Items from a data source:
++++++++
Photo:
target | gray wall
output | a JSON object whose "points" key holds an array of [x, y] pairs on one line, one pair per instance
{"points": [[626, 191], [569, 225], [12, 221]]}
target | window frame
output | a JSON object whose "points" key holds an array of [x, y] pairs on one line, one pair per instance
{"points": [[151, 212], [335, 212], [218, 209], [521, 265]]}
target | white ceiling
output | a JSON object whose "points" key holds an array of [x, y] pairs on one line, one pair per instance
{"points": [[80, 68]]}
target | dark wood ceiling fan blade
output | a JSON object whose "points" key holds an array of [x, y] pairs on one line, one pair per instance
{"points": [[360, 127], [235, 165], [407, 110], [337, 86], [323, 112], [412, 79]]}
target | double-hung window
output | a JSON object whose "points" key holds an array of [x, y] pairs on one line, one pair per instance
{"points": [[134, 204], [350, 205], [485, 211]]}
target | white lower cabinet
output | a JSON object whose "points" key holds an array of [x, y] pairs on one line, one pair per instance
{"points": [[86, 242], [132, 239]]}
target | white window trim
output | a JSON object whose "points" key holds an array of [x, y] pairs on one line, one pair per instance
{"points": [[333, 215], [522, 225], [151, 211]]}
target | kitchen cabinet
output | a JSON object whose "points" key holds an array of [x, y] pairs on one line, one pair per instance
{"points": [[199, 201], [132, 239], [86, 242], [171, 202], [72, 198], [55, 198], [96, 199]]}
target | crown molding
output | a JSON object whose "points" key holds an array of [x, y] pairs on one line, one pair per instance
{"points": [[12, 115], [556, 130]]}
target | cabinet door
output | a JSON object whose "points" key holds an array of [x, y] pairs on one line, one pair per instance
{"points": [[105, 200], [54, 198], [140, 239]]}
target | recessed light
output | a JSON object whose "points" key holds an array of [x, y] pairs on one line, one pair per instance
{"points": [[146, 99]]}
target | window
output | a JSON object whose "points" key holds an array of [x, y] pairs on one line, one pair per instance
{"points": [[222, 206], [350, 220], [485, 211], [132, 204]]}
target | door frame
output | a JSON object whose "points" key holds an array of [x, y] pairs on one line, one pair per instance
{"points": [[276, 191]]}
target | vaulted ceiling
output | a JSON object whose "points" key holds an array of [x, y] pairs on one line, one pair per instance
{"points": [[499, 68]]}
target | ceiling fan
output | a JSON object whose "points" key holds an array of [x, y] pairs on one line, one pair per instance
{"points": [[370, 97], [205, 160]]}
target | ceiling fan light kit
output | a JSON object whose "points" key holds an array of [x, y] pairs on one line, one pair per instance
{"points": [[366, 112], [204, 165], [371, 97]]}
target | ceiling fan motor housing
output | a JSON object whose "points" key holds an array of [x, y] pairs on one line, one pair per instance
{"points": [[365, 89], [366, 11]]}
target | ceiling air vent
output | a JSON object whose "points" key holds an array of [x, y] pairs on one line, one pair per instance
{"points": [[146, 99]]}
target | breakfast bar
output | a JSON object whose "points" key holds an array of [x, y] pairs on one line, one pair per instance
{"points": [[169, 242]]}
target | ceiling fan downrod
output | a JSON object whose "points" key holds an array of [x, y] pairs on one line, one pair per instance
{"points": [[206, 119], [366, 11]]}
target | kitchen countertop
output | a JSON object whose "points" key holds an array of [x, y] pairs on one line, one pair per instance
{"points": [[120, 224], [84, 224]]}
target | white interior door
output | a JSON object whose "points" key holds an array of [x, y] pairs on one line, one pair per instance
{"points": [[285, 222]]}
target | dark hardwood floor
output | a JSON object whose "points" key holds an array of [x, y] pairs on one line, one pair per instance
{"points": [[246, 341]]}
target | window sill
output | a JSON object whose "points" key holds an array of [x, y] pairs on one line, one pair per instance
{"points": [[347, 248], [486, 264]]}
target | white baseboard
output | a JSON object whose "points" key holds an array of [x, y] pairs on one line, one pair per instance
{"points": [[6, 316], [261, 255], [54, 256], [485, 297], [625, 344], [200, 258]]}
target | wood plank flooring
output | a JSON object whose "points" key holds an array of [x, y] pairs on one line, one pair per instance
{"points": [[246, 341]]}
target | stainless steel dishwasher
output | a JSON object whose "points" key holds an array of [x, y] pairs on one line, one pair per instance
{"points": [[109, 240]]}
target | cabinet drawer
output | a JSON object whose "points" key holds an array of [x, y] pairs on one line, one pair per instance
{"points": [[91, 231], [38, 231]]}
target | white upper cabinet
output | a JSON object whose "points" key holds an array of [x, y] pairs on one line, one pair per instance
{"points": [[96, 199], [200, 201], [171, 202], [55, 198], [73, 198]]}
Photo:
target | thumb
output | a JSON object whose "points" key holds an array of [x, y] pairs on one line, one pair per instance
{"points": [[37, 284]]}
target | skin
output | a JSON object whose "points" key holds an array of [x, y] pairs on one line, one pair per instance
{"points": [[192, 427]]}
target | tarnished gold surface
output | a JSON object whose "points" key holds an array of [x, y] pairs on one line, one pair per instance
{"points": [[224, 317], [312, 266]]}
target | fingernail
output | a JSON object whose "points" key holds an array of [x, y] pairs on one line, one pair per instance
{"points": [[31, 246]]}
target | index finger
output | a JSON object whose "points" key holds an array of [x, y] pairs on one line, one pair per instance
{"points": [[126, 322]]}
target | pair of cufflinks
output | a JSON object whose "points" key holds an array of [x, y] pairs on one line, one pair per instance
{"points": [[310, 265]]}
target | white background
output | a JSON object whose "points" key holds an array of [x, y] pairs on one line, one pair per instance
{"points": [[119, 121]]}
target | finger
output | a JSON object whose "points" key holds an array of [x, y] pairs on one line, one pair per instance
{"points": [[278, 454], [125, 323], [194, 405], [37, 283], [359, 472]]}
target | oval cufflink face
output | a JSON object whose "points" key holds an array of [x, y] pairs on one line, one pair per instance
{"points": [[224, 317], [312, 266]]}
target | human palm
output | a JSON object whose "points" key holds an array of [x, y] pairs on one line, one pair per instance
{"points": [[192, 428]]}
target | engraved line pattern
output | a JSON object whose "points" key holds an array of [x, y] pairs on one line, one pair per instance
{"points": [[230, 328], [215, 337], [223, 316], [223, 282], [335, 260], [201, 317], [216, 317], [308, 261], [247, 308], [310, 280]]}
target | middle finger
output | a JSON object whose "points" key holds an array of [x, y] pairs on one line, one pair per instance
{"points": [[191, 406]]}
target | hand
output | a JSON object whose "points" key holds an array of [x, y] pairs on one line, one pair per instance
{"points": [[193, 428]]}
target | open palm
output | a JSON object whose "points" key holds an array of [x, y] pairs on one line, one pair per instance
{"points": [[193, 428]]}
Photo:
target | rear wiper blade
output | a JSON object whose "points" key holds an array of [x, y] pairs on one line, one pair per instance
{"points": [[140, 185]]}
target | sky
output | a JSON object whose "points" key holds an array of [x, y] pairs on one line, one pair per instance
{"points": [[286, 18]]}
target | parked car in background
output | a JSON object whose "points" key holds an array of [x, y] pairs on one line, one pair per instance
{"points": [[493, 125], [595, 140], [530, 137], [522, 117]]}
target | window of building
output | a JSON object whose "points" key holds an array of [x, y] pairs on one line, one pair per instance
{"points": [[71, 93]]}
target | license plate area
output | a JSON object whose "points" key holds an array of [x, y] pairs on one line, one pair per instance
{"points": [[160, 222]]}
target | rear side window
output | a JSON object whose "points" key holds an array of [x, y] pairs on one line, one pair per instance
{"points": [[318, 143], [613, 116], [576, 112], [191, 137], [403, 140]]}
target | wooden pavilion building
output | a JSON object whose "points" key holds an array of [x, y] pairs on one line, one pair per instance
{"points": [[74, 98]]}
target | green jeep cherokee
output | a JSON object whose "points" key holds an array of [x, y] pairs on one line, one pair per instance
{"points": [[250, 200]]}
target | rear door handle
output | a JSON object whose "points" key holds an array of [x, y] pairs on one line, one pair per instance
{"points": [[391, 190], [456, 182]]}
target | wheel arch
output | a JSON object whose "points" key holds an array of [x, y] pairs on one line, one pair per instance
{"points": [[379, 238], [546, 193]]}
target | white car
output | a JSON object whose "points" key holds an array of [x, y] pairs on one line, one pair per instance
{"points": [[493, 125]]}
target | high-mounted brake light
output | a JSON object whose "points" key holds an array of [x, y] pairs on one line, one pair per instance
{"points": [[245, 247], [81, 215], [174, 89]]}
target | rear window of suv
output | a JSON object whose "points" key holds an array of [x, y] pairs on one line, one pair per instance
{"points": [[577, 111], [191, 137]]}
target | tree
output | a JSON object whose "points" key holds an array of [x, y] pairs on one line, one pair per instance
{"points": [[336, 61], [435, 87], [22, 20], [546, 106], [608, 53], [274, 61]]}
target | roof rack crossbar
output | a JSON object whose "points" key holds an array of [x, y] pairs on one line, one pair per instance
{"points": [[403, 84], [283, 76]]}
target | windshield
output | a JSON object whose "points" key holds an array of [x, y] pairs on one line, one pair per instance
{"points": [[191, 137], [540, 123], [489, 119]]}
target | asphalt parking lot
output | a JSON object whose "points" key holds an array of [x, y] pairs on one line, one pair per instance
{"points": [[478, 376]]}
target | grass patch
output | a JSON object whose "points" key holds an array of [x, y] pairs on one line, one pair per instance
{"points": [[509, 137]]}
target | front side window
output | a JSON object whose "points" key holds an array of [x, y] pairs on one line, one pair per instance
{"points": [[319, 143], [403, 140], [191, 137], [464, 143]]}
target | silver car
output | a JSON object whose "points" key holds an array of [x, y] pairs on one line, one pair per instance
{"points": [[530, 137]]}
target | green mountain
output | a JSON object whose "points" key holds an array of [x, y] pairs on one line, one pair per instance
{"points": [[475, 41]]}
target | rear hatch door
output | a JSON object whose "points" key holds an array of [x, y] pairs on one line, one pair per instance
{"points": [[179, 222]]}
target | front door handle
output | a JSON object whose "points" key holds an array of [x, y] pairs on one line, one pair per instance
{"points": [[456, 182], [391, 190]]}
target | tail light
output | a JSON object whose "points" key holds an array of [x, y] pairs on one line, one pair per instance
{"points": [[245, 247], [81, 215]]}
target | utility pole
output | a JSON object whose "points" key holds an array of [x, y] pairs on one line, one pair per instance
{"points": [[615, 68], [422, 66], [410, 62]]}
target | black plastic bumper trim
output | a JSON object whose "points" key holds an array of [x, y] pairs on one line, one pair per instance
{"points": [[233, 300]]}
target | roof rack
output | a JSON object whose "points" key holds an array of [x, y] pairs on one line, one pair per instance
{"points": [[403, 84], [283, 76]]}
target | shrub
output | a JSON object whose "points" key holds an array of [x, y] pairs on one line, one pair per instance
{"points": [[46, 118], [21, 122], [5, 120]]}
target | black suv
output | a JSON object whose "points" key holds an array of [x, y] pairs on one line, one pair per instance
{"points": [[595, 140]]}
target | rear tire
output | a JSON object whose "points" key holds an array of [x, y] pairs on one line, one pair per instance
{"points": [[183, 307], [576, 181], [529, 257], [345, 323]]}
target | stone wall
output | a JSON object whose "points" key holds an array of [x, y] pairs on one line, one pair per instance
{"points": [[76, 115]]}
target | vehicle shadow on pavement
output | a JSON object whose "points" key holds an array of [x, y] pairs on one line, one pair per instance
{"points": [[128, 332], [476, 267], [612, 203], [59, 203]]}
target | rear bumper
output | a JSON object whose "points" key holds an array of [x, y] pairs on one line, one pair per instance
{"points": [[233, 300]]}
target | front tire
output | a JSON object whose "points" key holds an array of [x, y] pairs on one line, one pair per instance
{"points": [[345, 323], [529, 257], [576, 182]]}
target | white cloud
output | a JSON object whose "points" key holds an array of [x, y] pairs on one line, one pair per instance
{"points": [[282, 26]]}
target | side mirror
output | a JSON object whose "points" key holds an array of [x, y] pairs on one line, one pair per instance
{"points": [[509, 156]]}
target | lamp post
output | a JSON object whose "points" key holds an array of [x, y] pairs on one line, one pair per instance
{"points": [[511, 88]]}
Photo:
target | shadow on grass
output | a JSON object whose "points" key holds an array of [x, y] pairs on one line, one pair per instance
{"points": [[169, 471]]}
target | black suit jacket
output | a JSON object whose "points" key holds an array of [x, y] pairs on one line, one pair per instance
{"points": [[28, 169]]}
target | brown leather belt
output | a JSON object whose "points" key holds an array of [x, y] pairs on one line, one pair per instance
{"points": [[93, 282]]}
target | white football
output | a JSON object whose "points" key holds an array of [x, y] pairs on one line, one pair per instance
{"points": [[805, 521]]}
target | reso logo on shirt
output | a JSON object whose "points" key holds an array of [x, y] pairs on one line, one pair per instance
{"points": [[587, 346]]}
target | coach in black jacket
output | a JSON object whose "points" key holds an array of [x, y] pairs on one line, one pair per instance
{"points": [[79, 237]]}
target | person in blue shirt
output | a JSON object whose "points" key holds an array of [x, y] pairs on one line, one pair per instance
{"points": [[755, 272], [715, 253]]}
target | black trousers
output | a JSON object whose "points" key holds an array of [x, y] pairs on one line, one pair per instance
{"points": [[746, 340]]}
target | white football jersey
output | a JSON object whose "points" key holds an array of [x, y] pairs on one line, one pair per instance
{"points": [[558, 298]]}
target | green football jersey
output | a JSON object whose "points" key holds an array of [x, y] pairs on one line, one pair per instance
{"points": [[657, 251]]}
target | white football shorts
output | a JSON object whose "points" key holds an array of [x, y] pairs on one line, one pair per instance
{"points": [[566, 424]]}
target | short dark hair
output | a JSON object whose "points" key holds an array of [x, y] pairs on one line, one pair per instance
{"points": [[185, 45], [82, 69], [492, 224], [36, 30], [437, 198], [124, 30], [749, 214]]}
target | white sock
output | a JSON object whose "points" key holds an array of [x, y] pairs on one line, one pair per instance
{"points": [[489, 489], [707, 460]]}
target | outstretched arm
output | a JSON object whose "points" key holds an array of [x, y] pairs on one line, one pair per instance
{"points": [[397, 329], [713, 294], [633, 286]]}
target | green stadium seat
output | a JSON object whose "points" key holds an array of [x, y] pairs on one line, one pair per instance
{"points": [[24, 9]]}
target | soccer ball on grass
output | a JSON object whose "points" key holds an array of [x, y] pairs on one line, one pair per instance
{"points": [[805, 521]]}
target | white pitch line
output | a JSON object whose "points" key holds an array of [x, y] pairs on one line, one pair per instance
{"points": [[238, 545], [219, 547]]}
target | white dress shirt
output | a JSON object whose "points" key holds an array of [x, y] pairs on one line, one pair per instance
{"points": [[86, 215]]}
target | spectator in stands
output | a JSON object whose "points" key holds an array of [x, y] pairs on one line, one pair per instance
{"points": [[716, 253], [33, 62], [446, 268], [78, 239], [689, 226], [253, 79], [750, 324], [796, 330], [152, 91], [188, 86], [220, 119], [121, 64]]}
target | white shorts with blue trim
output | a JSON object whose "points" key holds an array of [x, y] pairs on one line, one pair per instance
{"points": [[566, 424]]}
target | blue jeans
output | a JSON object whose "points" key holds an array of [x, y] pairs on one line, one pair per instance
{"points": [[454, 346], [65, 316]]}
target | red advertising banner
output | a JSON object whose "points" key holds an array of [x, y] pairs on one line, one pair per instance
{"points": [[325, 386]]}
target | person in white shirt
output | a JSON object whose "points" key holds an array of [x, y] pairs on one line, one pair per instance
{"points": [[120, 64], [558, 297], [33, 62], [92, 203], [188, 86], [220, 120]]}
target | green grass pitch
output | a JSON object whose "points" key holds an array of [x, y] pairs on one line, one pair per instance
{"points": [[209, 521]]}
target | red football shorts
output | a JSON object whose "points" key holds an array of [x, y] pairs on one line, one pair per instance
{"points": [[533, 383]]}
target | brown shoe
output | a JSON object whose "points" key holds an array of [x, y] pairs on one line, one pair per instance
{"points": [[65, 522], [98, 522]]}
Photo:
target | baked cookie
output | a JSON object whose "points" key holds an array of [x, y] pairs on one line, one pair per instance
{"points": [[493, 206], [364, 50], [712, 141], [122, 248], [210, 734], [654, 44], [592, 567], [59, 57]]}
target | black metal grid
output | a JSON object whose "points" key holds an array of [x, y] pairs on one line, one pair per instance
++++++++
### TASK STATEMENT
Rewrite the records from the line holding "target | green grass pitch" through the end of the records, inclusive, changing "brown shoe" to "leather boot" and leaving everything else the same. Give only those lines.

### FINISHED TASK
target | green grass pitch
output | a JSON object whose "points" key holds an array of [x, y] pairs on one line, one pair per instance
{"points": [[209, 521]]}
target | red football shorts
output | a JSON object whose "points" key holds an array of [x, y] pairs on one line, one pair per instance
{"points": [[533, 383]]}
target | leather boot
output | a JSON object whose "points" key holds an array of [x, y] pairs on one line, one pair per instance
{"points": [[65, 522], [98, 522]]}
Photo:
target | baked cookie
output | a JSON object whose "points" key holds an array of [x, y] pairs on one line, one pair per instance
{"points": [[493, 206], [364, 50], [712, 141], [122, 248], [210, 734], [654, 44], [592, 567], [59, 57]]}
target | black metal grid
output | a JSON object whose "points" key holds an array of [x, y] pairs on one line, one pair per instance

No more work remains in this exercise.